## Start Given passage

A mutual fund manager has a $20 million portfolio with
a beta of 1.55. The risk-free rate is 3.00%, and the market risk
premium is 4.5%. The manager expects to receive an
additional $5 million, which she plans to invest in a number of
stocks. After investing the additional funds, she wants
the fund's required return to be 18%. What should be
the average beta of the new stocks added to the portfolio? Round
your answer to two decimal places.

## End Given passage

Exercise → Copy everything in the mutual fund problem from "A mutual fund" down to "two decimal places.", word for word.

## Start Material

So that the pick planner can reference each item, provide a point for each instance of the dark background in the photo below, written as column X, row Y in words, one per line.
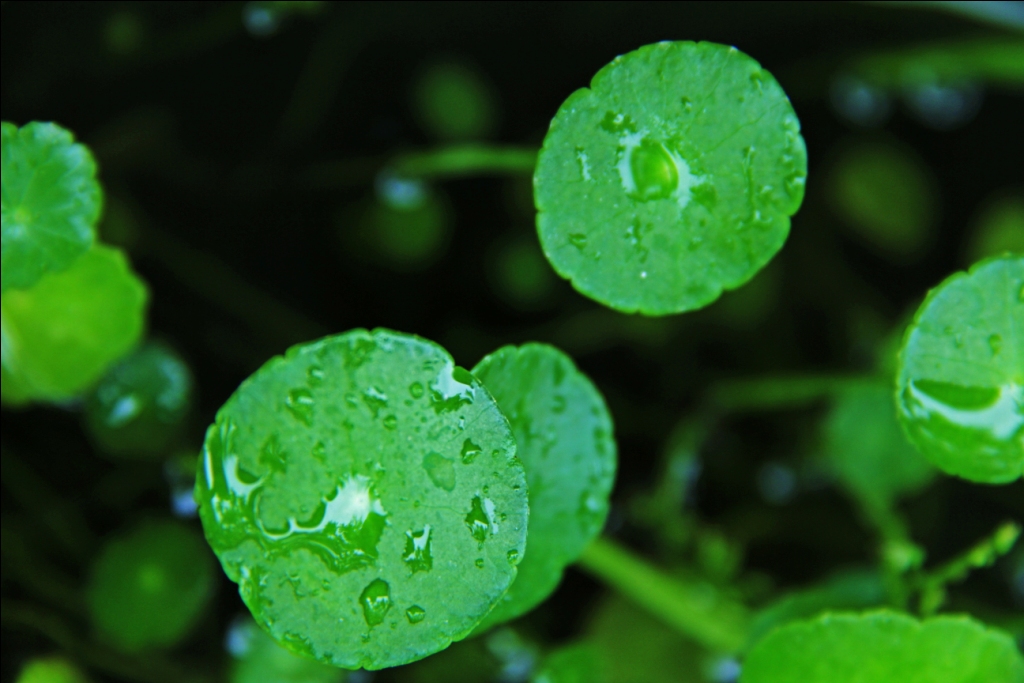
column 213, row 138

## End Material

Solution to this problem →
A mutual fund manager has a $20 million portfolio with
a beta of 1.55. The risk-free rate is 3.00%, and the market risk
premium is 4.5%. The manager expects to receive an
additional $5 million, which she plans to invest in a number of
stocks. After investing the additional funds, she wants
the fund's required return to be 18%. What should be
the average beta of the new stocks added to the portfolio? Round
your answer to two decimal places.